* DESCRIPTION OF THE TASK
From the first line of the data below, repeat each line exactly until you reach the line with "Query: dark green bokeh"; include that line too.

* SOURCE INFORMATION
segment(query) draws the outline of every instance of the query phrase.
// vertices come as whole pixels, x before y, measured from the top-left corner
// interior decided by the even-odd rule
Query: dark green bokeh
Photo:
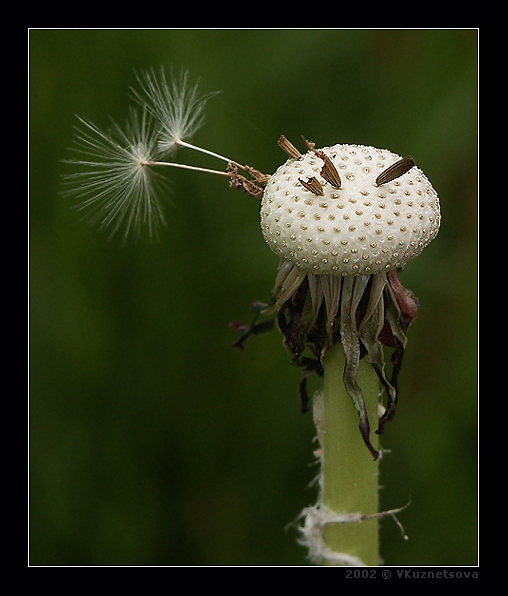
[[[314,428],[278,332],[231,346],[277,258],[257,201],[174,172],[159,243],[120,246],[59,195],[74,114],[107,127],[134,70],[221,90],[195,141],[271,173],[281,133],[412,155],[442,227],[401,274],[421,301],[386,429],[389,565],[477,562],[477,32],[33,30],[30,563],[301,565]],[[180,160],[217,166],[181,151]],[[220,166],[219,166],[220,167]]]

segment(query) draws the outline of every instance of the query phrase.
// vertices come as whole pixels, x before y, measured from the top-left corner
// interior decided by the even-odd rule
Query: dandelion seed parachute
[[[124,240],[131,234],[139,238],[144,227],[153,238],[166,223],[158,198],[164,182],[159,166],[230,176],[225,171],[167,161],[179,146],[244,167],[185,140],[203,124],[203,109],[213,95],[199,95],[198,84],[188,84],[186,71],[168,83],[162,69],[159,75],[151,70],[138,76],[138,82],[141,89],[134,90],[134,96],[141,115],[132,109],[125,128],[113,122],[106,132],[78,117],[72,149],[82,157],[65,160],[82,171],[64,175],[64,194],[81,199],[79,209],[87,219],[100,229],[109,228],[111,236],[123,229]]]
[[[144,226],[150,238],[156,236],[166,222],[157,192],[163,179],[145,165],[160,157],[151,115],[131,109],[125,129],[113,122],[107,132],[78,119],[71,149],[80,157],[66,161],[82,171],[64,176],[64,192],[81,200],[85,219],[110,228],[111,236],[123,229],[124,239],[139,238]]]
[[[198,83],[189,85],[185,70],[179,77],[172,76],[170,83],[162,68],[159,75],[151,70],[138,76],[138,82],[141,91],[134,90],[134,96],[147,106],[161,126],[158,141],[161,151],[167,153],[175,151],[178,145],[186,146],[185,140],[190,140],[203,125],[204,107],[215,93],[199,95]]]

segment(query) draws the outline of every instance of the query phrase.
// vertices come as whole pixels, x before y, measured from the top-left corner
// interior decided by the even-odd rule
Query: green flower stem
[[[347,394],[342,374],[341,344],[331,347],[324,359],[324,411],[322,433],[322,502],[337,514],[378,513],[378,461],[374,461],[358,429],[358,413]],[[378,420],[379,382],[372,366],[360,361],[357,376],[369,421],[371,442]],[[331,523],[324,530],[326,545],[335,552],[358,557],[365,565],[379,565],[378,520],[359,523]]]

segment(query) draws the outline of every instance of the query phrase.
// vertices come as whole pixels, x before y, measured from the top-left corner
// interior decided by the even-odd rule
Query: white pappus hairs
[[[185,140],[190,140],[204,124],[204,107],[208,99],[218,92],[199,95],[198,82],[190,86],[189,73],[180,71],[179,76],[171,73],[170,82],[164,70],[159,75],[153,69],[138,76],[141,91],[133,90],[137,101],[158,120],[161,131],[159,145],[162,151],[170,152]]]
[[[107,131],[78,116],[71,150],[79,157],[67,160],[80,171],[64,176],[67,194],[80,200],[85,219],[110,228],[111,236],[123,229],[126,239],[143,226],[150,237],[165,224],[157,190],[160,174],[144,164],[157,159],[156,129],[146,110],[130,110],[125,127],[113,122]]]
[[[90,223],[107,228],[110,236],[122,233],[124,241],[139,238],[144,228],[156,238],[166,224],[159,193],[165,179],[154,166],[201,170],[164,160],[178,146],[207,153],[185,139],[203,124],[203,109],[213,95],[200,96],[184,70],[169,82],[162,68],[158,75],[151,70],[137,79],[141,90],[133,93],[139,107],[130,109],[125,125],[112,121],[102,130],[78,116],[71,146],[77,157],[64,160],[78,170],[64,174],[64,194],[80,201],[77,208]]]

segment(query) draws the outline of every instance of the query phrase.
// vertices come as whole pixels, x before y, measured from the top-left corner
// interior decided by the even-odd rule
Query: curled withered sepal
[[[247,337],[271,329],[267,324],[276,317],[293,362],[303,367],[299,393],[302,411],[307,410],[307,377],[322,374],[321,360],[326,350],[341,343],[345,355],[344,386],[359,415],[363,440],[374,458],[379,453],[370,442],[370,423],[362,390],[356,376],[360,360],[369,362],[385,390],[384,413],[377,433],[395,414],[397,378],[406,345],[406,330],[418,314],[415,296],[400,284],[396,270],[373,275],[336,277],[315,275],[289,260],[282,260],[273,289],[273,303],[258,308],[250,327],[235,325],[243,331],[237,345]],[[259,318],[264,317],[264,322]],[[385,367],[383,347],[393,349],[391,374]]]

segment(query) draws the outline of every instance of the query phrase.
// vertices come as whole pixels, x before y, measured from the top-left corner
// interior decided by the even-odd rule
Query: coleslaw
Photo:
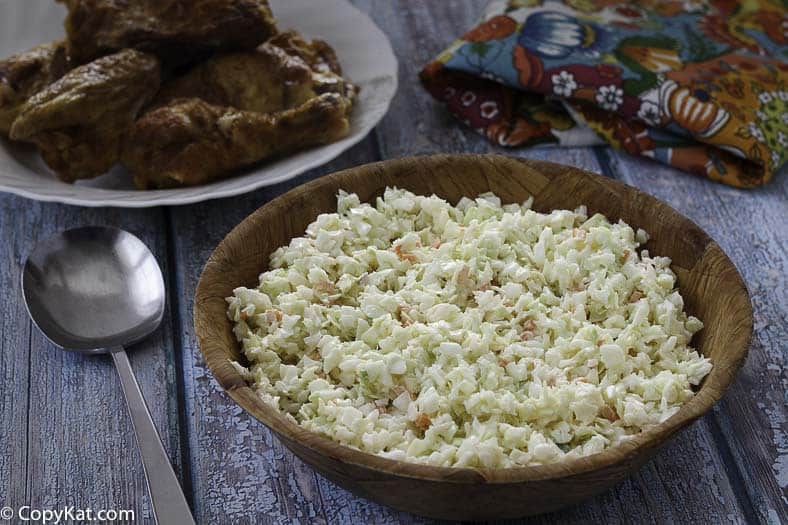
[[[396,460],[587,456],[673,415],[711,370],[670,259],[585,207],[340,192],[228,316],[260,397]]]

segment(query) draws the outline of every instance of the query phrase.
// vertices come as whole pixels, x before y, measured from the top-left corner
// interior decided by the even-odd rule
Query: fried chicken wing
[[[0,133],[8,136],[27,99],[69,69],[66,44],[62,40],[0,60]]]
[[[266,158],[340,139],[348,133],[350,107],[337,93],[272,114],[176,100],[137,121],[122,161],[140,188],[204,184]]]
[[[58,1],[68,7],[68,51],[78,63],[127,47],[183,63],[253,49],[276,33],[267,0]]]
[[[106,172],[140,110],[159,88],[158,59],[126,49],[77,67],[33,95],[11,138],[35,143],[64,181]]]
[[[177,98],[200,98],[218,106],[271,113],[295,108],[321,93],[355,97],[356,86],[334,71],[341,70],[328,44],[306,42],[293,32],[283,33],[276,41],[254,51],[206,60],[165,83],[153,106]]]

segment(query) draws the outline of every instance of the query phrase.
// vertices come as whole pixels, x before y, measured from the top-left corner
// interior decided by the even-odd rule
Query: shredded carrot
[[[419,414],[416,421],[413,422],[417,427],[422,430],[427,430],[432,425],[432,420],[427,414]]]
[[[416,256],[412,253],[405,253],[402,251],[402,245],[398,244],[394,247],[394,253],[397,254],[397,257],[400,258],[401,261],[408,261],[410,263],[416,261]]]
[[[467,266],[463,266],[460,268],[460,271],[457,272],[457,284],[460,286],[464,285],[468,282],[468,278],[471,275],[471,269]]]
[[[605,418],[605,419],[607,419],[608,421],[611,421],[611,422],[618,421],[619,419],[621,419],[620,417],[618,417],[618,413],[616,412],[616,409],[611,407],[611,406],[608,406],[608,405],[603,406],[599,410],[599,414],[603,418]]]

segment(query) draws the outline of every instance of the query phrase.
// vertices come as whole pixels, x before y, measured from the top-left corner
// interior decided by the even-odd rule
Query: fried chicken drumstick
[[[105,173],[135,118],[159,89],[159,61],[126,49],[69,71],[30,97],[11,138],[33,142],[66,182]]]

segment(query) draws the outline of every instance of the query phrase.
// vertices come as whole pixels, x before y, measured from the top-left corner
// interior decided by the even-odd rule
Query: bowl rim
[[[329,186],[333,182],[336,182],[362,168],[382,169],[388,166],[397,164],[404,165],[405,163],[412,163],[414,161],[451,162],[459,160],[489,162],[517,161],[537,164],[547,168],[554,167],[563,170],[571,170],[576,174],[588,177],[592,181],[601,180],[604,181],[604,184],[606,185],[612,184],[616,187],[627,188],[628,191],[634,191],[636,194],[639,194],[650,203],[658,203],[660,206],[667,207],[670,211],[675,213],[680,218],[686,220],[690,225],[692,225],[692,227],[697,229],[698,233],[702,234],[706,239],[708,239],[706,249],[708,250],[711,248],[718,250],[726,265],[729,265],[730,269],[733,270],[732,276],[734,281],[731,284],[738,288],[738,293],[744,294],[747,299],[746,311],[742,312],[745,315],[746,320],[746,337],[744,338],[740,347],[729,349],[729,351],[733,352],[733,363],[727,367],[724,375],[718,381],[718,384],[715,385],[715,388],[707,387],[706,382],[704,381],[692,399],[682,405],[673,416],[658,425],[651,426],[646,430],[633,435],[623,443],[609,447],[596,454],[561,460],[555,463],[523,467],[441,467],[384,458],[369,452],[363,452],[361,450],[342,445],[321,434],[306,430],[297,423],[286,418],[282,413],[265,403],[259,396],[257,396],[254,390],[246,383],[241,374],[235,369],[231,361],[225,355],[220,355],[218,352],[210,351],[209,346],[211,343],[207,339],[209,334],[206,333],[202,323],[205,312],[200,305],[200,299],[202,296],[213,296],[212,294],[207,293],[205,290],[206,278],[210,278],[211,273],[214,271],[214,267],[218,265],[220,252],[222,252],[223,248],[228,245],[232,237],[240,233],[240,230],[245,224],[254,222],[256,218],[265,215],[268,210],[276,209],[277,207],[281,206],[294,194],[320,191],[322,187]],[[225,322],[228,324],[230,323],[226,316]],[[749,352],[753,333],[753,314],[752,300],[744,280],[727,254],[722,251],[719,245],[713,239],[711,239],[711,237],[702,228],[700,228],[700,226],[682,215],[666,202],[618,180],[604,177],[584,169],[575,168],[573,166],[497,154],[434,154],[383,160],[334,172],[292,188],[289,191],[268,201],[263,206],[249,214],[238,225],[236,225],[224,237],[224,239],[222,239],[222,241],[211,253],[208,261],[205,264],[205,267],[203,268],[199,282],[195,289],[194,327],[202,357],[205,360],[207,367],[214,375],[214,378],[216,378],[217,382],[219,383],[219,386],[222,387],[222,389],[247,413],[252,415],[255,419],[273,431],[279,439],[284,440],[288,447],[290,447],[290,444],[297,444],[299,447],[305,447],[312,453],[319,456],[327,456],[329,458],[339,460],[342,463],[363,469],[373,470],[383,475],[434,482],[465,484],[508,484],[558,479],[586,474],[589,472],[601,470],[603,468],[614,467],[629,460],[634,460],[636,457],[642,456],[644,452],[654,453],[659,446],[672,437],[676,432],[708,412],[727,391],[728,387],[733,382],[736,372],[741,368]],[[219,370],[221,370],[222,373],[230,374],[232,379],[225,381],[221,380],[219,374],[217,374],[217,371]]]

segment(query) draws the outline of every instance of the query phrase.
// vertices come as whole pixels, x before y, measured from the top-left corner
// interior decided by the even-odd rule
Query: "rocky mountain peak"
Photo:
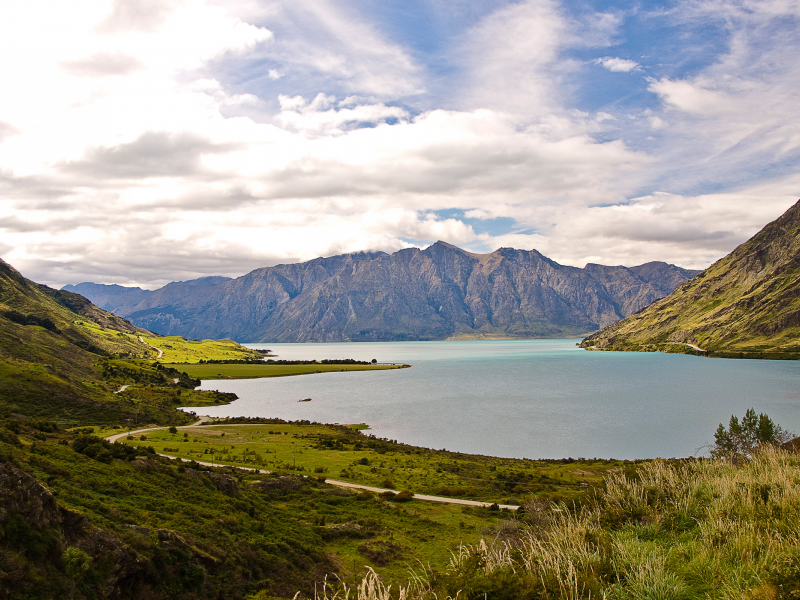
[[[646,280],[625,267],[562,266],[536,250],[476,254],[438,241],[184,282],[117,312],[159,333],[242,342],[563,337],[613,323],[693,274],[667,265]]]

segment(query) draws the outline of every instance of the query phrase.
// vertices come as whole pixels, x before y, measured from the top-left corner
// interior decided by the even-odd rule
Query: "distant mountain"
[[[61,289],[90,298],[95,306],[124,316],[134,307],[139,307],[137,310],[144,310],[149,306],[169,305],[230,280],[230,277],[201,277],[190,281],[173,281],[158,290],[90,282],[65,285]]]
[[[800,201],[666,298],[582,345],[800,358]]]
[[[241,342],[339,342],[579,336],[696,275],[666,263],[566,267],[539,252],[472,254],[445,242],[257,269],[228,281],[146,293],[80,284],[140,327]],[[204,280],[197,280],[204,281]],[[113,288],[113,289],[112,289]],[[138,290],[138,291],[137,291]],[[179,293],[178,293],[179,290]]]

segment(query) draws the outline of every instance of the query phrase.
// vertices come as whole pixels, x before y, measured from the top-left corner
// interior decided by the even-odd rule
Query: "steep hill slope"
[[[145,414],[186,420],[155,388],[148,401],[114,393],[122,371],[110,361],[155,357],[139,341],[142,333],[150,332],[83,296],[29,281],[0,260],[0,413],[62,424],[124,422]],[[147,363],[126,369],[165,390],[183,385]]]
[[[609,325],[696,273],[665,263],[579,269],[535,250],[473,254],[437,242],[257,269],[115,310],[164,335],[240,342],[560,337]]]
[[[800,202],[645,310],[583,342],[603,350],[800,358]]]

* SOLUTION FOR THIS TASK
segment(query) draws the outline of every instance of the query phrase.
// vertices come as whole pixels, x before y, measured from the top-left corner
// interior decided by the even-odd rule
Query: dark green bokeh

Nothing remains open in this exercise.